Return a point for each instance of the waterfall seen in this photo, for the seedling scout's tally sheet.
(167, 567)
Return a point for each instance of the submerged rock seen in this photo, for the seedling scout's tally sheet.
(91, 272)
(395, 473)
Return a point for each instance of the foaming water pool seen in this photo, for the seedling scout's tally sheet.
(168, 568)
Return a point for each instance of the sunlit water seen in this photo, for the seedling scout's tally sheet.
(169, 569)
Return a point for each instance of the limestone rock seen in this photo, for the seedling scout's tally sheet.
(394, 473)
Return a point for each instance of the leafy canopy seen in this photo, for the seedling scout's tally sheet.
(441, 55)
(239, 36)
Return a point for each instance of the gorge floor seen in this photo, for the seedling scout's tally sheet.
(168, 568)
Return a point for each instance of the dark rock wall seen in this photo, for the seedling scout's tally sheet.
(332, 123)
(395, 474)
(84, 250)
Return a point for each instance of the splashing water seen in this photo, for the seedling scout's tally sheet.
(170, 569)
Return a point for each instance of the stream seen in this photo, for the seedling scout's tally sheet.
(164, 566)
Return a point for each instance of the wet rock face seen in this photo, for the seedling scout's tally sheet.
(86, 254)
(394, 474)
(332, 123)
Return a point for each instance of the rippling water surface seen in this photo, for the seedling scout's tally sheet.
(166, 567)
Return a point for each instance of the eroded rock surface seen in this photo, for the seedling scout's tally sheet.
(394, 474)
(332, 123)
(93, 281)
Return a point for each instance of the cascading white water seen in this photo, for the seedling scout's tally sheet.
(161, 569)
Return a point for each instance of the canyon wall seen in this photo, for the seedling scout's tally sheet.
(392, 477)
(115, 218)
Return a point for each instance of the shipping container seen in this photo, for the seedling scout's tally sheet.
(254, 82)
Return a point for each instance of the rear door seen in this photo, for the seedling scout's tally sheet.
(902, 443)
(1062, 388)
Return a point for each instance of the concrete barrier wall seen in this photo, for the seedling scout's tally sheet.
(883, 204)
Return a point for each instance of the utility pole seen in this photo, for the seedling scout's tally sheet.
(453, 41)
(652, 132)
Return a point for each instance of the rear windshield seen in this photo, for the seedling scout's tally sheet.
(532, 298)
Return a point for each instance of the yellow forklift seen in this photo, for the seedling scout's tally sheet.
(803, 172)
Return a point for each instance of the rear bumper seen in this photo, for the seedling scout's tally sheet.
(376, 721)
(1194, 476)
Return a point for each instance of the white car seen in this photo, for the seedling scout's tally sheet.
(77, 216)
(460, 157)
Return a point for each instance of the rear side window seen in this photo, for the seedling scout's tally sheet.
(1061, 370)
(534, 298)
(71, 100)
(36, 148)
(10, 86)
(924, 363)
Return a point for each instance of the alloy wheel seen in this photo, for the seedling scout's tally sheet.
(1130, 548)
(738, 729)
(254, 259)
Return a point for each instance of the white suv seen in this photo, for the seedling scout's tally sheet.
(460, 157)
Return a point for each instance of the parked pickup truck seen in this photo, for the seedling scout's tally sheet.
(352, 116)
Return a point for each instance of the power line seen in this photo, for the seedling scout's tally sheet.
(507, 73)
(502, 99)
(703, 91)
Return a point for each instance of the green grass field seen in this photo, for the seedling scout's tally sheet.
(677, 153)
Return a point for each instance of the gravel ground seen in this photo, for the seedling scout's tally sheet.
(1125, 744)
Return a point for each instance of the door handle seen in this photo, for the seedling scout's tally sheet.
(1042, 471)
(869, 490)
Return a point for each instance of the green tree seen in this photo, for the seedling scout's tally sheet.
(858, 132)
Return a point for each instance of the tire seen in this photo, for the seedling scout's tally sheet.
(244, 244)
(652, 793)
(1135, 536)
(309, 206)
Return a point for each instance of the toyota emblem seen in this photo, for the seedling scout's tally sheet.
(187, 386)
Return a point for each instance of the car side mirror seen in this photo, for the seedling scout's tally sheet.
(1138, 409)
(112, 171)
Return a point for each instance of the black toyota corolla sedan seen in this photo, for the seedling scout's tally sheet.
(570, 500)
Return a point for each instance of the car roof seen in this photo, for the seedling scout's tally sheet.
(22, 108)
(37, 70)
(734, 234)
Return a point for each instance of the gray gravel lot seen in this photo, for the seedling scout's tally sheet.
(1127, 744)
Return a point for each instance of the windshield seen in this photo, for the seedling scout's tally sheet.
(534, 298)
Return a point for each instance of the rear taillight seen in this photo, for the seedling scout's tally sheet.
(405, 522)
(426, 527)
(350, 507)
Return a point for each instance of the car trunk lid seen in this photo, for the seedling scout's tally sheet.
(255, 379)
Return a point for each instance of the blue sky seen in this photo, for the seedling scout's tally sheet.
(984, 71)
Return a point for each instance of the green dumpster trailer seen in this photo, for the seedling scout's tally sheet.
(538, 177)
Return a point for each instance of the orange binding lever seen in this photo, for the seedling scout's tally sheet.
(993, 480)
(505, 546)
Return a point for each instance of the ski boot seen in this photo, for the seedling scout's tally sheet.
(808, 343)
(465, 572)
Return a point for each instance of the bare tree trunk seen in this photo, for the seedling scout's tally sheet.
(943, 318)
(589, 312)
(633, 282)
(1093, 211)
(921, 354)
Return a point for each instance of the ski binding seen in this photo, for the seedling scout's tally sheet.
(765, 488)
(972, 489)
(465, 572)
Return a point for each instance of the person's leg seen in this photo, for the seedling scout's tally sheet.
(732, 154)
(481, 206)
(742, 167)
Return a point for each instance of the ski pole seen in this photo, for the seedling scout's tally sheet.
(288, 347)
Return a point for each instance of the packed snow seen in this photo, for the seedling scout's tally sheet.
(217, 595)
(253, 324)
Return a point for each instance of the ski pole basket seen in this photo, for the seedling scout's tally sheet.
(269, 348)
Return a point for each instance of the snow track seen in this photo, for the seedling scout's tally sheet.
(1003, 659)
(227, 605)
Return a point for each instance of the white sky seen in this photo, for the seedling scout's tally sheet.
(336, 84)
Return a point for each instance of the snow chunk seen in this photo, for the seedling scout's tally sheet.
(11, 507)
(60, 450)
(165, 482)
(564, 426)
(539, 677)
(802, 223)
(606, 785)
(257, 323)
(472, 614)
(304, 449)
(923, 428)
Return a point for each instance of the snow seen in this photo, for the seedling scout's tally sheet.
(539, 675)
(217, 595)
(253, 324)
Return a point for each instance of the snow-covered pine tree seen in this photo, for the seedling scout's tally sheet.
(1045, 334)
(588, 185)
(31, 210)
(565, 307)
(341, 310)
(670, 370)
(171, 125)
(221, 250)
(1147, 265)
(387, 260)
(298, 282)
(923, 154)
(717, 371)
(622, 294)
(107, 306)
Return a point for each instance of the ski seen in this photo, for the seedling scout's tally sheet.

- What is being asked -
Every line from the one holding "Return a point for each instance of the ski pole seen" through the final line of the listing must be echoed exactly; leave out all other lines.

- Written reply -
Return a point for each instance of the ski pole seen in this photo, for the seedling scout's tally sheet.
(288, 347)
Return a point for each instance of the packed snow seen in this photo, for the seedling scout's tally sheet.
(217, 595)
(253, 324)
Return a point for each instance of the ski pole basket seen in this photo, for the seedling scout's tally sheet.
(269, 348)
Return a point for each instance of the snow track seen in this photo, for the seedling scout's tally sheet.
(1003, 659)
(227, 605)
Return a point for each instance of the white sky seen in this photo, for the seedling scout's tally sheet.
(336, 84)
Return a point for each instance of the snow chunk seen in this photo, for the seedling scout's tally sheet.
(11, 507)
(60, 450)
(165, 482)
(564, 426)
(539, 677)
(802, 223)
(606, 785)
(257, 323)
(472, 614)
(304, 449)
(923, 428)
Return a point for each instance of the snow seen in this photo, for the seedling scout's tally sheet.
(539, 675)
(217, 595)
(253, 324)
Return a point for each instance of the snow-covered pine tree seen in this photo, for the seedling scout's tally sheet.
(1045, 334)
(588, 185)
(31, 210)
(565, 307)
(341, 310)
(670, 370)
(171, 125)
(221, 250)
(1147, 265)
(387, 260)
(298, 282)
(923, 154)
(717, 371)
(622, 294)
(107, 306)
Return a point for each instance of the ski seen in this photo, for the seedling scout's tally sheet.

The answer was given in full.